[[ Extract open ]]

Have you ever woken up on the couch with the lights on when you for sure fell asleep in your bed? Or maybe you’ve witnessed your roommate emerge from his or her bedroom with glazed eyes, mumble and wander aimlessly…but possess no recollection of the bizarre encounter the next morning? You – or your roommate – may be one of the 2.5% of adults suffering from sleepwalking. Although not completely understood, there are ways to alleviate sleepwalking. Read on for more information and myth-busting, courtesy of our resident sleep therapist and researcher, Dr. Angela Lachowski, Ph.D., C. Psych (Supervised Practice).
What is it?
Sleepwalking is a fairly common parasomnia, a family of sleep disorders that involve undesired events during sleep. Known among sleep specialists as somnambulism, sleepwalking is a behavioral disorder that involves performing complex behaviors during a state of low consciousness that one normally performs with full consciousness. It is more common among children (an estimated 2-14% of children sleepwalk), but most kids who begin sleepwalking before age 10 will outgrow the disorder entirely.
Someone who is sleepwalking is not quite asleep and not quite awake. Brain scan studies show that sleepwalking occurs primarily during slow wave (“deep”) sleep, which is most abundant during the first half of the night. Sleepwalkers may seem like they are partially awake, often with a “glassy” look in their eyes, but it is likely that they will not remember any sleepwalking episodes. Sleepwalking can be quite dangerous – for example, some sleepwalkers have actually driven cars long distances. Generally, sleepwalking consists of simple, repeated behaviors, but occasionally includes more complex behaviors like eating, cooking, leaving the house, inappropriate behaviors (more common in children) and even violent behavior. The duration of a sleepwalking episode may last a few seconds up to about 30 minutes.
What causes it?

[[ Extract closed ]]
[[ Information open ]]

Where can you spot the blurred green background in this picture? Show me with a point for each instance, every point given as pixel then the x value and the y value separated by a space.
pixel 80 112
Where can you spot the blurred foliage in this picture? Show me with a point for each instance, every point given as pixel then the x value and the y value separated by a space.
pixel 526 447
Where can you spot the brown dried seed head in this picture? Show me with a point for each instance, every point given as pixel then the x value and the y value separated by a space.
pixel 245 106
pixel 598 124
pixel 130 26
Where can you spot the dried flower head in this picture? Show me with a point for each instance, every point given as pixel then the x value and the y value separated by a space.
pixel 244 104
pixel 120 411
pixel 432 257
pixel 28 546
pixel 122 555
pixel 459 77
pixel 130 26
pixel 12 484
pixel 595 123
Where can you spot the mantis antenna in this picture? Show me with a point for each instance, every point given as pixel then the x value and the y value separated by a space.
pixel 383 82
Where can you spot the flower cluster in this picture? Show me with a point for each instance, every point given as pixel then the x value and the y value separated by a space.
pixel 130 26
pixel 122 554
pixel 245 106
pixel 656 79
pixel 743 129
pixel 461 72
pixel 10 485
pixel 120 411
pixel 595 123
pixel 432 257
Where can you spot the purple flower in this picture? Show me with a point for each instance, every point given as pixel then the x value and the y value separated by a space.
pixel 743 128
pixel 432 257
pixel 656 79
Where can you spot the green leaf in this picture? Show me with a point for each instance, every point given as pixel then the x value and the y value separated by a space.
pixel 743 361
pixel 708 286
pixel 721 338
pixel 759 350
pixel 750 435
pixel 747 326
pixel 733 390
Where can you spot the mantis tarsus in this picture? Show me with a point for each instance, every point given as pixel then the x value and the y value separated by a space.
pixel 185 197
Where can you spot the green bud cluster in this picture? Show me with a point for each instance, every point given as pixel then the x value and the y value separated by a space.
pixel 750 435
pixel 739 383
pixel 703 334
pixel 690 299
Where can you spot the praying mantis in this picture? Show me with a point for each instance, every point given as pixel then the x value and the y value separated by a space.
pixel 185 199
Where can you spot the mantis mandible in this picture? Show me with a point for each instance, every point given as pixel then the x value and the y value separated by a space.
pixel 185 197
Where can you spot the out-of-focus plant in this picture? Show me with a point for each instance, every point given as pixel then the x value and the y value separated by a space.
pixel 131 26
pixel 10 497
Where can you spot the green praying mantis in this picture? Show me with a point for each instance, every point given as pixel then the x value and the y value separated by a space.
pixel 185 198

[[ Information closed ]]

What you should do
Pick up the article on sleepwalking after its final line, "What causes it?", and write the next part of the text.

Response
Sleepwalking tends to cluster in families, suggesting a genetic link. The causes of sleepwalking are not completely understood, but studies have shown that you are more likely to sleepwalk if you are sleep deprived, drinking alcohol, using sedative agents or taking certain medications. It is not usually linked to other psychological problems, but a medical disorder such as obstructive sleep apnea may contribute to sleepwalking. If you are an adult sleepwalker, it is important to get assessed by a sleep specialist in order to address any potential underlying cause.
How do you alleviate it?
Unfortunately, there is no specific treatment for sleepwalking. In many cases, simply improving your sleep habits may eliminate the problem. Since sleep deprivation is often a precursor to sleepwalking, allowing for more time to sleep is also likely to help. If you or someone in your home is a sleepwalker, it is important to create a safe environment that decreases the probability of injuries. For example, lock doors and windows, use gates across stairs, make sure the floor around the bed is clear and avoid bunk beds.
How do you deal with a partner who sleepwalks?
Again, the emphasis should be on safety. There is a myth that you should never wake a sleepwalker, but in fact, it can be quite dangerous to not wake them. Try to gently direct the sleepwalker back to bed and be aware that he or she may become aggressive (even if that is not normally his or her personality). Remember that the sleepwalker will likely be very confused upon awakening or may have no memory at all of the event. If sleepwalking persists, consult with a sleep specialist for a thorough assessment and recommendations.